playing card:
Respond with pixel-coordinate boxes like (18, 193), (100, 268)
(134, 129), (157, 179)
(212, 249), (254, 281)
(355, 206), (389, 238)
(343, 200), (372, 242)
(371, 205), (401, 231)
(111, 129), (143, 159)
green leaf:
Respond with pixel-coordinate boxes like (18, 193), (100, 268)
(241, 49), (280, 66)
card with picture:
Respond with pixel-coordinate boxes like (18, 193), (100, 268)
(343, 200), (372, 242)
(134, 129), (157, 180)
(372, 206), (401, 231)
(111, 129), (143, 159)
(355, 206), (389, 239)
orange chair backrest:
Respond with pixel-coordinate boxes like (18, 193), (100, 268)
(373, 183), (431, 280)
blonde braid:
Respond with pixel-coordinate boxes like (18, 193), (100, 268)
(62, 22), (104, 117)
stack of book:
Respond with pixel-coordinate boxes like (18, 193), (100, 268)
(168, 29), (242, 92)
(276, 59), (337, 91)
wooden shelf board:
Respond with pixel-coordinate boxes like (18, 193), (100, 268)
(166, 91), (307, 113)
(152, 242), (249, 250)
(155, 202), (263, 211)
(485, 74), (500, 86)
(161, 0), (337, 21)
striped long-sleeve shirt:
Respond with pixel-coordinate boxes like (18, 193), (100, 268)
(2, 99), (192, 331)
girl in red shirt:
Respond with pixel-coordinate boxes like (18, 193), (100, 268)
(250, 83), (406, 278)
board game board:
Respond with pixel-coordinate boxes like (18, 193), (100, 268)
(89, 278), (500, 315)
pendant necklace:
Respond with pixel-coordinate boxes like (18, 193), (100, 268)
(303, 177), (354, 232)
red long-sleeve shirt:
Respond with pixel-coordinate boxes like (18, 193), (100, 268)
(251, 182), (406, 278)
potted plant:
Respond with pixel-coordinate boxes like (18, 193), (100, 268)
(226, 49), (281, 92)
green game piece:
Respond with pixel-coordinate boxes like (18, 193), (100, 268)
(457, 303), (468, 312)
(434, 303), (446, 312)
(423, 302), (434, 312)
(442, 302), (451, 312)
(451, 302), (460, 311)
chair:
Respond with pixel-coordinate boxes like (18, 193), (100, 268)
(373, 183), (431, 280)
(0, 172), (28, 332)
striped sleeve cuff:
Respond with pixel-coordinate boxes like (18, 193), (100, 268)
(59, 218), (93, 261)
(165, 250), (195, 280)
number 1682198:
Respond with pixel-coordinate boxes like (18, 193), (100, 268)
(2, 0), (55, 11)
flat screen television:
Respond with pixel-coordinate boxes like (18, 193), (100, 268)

***

- Instructions to follow
When you answer, retype all of the material exactly as it appears above.

- Your solution
playing card:
Respond with pixel-coordinate boxes like (18, 193), (100, 268)
(134, 129), (157, 179)
(212, 249), (254, 281)
(355, 206), (389, 238)
(343, 200), (372, 242)
(371, 205), (401, 231)
(111, 129), (143, 159)
green leaf:
Respond with pixel-coordinate boxes like (18, 193), (100, 268)
(241, 49), (280, 66)
card with picture:
Respond with pixel-coordinate boxes like (18, 193), (100, 268)
(343, 200), (372, 242)
(134, 129), (157, 180)
(372, 206), (401, 231)
(111, 129), (143, 159)
(355, 206), (389, 239)
orange chair backrest:
Respond with pixel-coordinate boxes like (18, 193), (100, 268)
(373, 183), (431, 280)
blonde braid:
Respond with pixel-coordinate boxes like (18, 193), (100, 268)
(62, 22), (104, 117)
stack of book:
Respond with pixel-coordinate boxes like (18, 193), (100, 268)
(168, 29), (242, 92)
(276, 59), (337, 91)
wooden shelf board:
Respond with pixel-coordinate boxes like (18, 193), (100, 268)
(166, 91), (307, 113)
(152, 242), (249, 250)
(155, 202), (263, 211)
(485, 74), (500, 86)
(161, 0), (337, 21)
striped long-sleeve shirt:
Respond with pixel-coordinate boxes like (18, 193), (100, 268)
(2, 99), (192, 331)
girl in red shirt:
Respond with pixel-coordinate boxes like (18, 193), (100, 268)
(250, 83), (406, 278)
board game board:
Respond with pixel-coordinate boxes like (18, 193), (100, 268)
(89, 278), (500, 315)
pendant necklace:
Respond with pixel-coordinate boxes like (18, 193), (100, 268)
(303, 177), (354, 232)
red long-sleeve shirt:
Respond with pixel-coordinate boxes like (18, 193), (100, 268)
(251, 182), (406, 278)
potted plant:
Respond with pixel-coordinate boxes like (18, 193), (100, 268)
(226, 49), (281, 92)
green game piece:
Respond with pixel-coordinate boxes like (18, 193), (100, 268)
(457, 303), (468, 312)
(434, 303), (446, 312)
(423, 302), (434, 312)
(442, 302), (451, 312)
(451, 302), (460, 311)
chair:
Respond with pixel-coordinate boxes like (18, 193), (100, 268)
(373, 183), (431, 280)
(0, 172), (28, 332)
striped sleeve cuff:
Respond with pixel-coordinate boxes like (18, 193), (100, 268)
(59, 218), (93, 261)
(165, 250), (195, 280)
number 1682198:
Respond with pixel-coordinate boxes like (18, 193), (100, 268)
(2, 0), (55, 11)
flat screen television:
Respond with pixel-coordinate boxes like (18, 193), (100, 268)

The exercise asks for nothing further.